From the riser description below, extract everything from "The riser 20 may operate" down to "C. (450° F.)." word for word.

::: GIVEN TEXT

Referring to FIG. 6, in one embodiment, the distance S from the distributor tip 88 to the top of the enlarged lower section 22, where the diameter transitions through a frustoconical transition section 24 into the narrower riser 20, may be between about 1.8 and about 4.9 meters (6 and 16 feet), preferably between about 2.4 and about 3.7 meters (8 and 12 feet), and still more preferably about 3.1 meters (10 feet). The distance S may be approximately equal to the diameter D of the enlarged lower section 22. However, it is most desirable that transition section 24 be spaced from the openings 86 in the tip 88 of the distributor 12 by a sufficient distance to ensure that feed jets from the openings 86 do not contact the wall before contacting a catalyst particle. This spacing will prevent accumulation of coke deposits on the wall of the riser. In the riser 20, the velocity increases to between about 12.2 and about 24.4 meters per second (40 to 80 feet per second) and preferably between about 15.2 and about 21.3 meters per second (50 and 70 feet per second).

The riser 20 may operate with catalyst to oil ratio of between about 8 and about 12, preferably at about 10. Steam to the riser 20 may be between about 3 and about 15 wt-% feed, preferably between about 5 and about 12 wt-%. Before contacting the catalyst, the raw oil feed may have a temperature in a range of from about 149° to about 316° C. (300 to 600° F.), preferably between about 204° and about 260° C. (400° and 500° F.), and still more preferably at about 232° C. (450° F.).

::::::
::: STORED DATA

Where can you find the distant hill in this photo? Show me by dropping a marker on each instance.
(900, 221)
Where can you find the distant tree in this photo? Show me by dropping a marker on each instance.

::::::

RESPONSE =
The riser 20 may operate with catalyst to oil ratio of between about 8 and about 12, preferably at about 10. Steam to the riser 20 may be between about 3 and about 15 wt-% feed, preferably between about 5 and about 12 wt-%. Before contacting the catalyst, the raw oil feed may have a temperature in a range of from about 149° to about 316° C. (300 to 600° F.), preferably between about 204° and about 260° C. (400° and 500° F.), and still more preferably at about 232° C. (450° F.).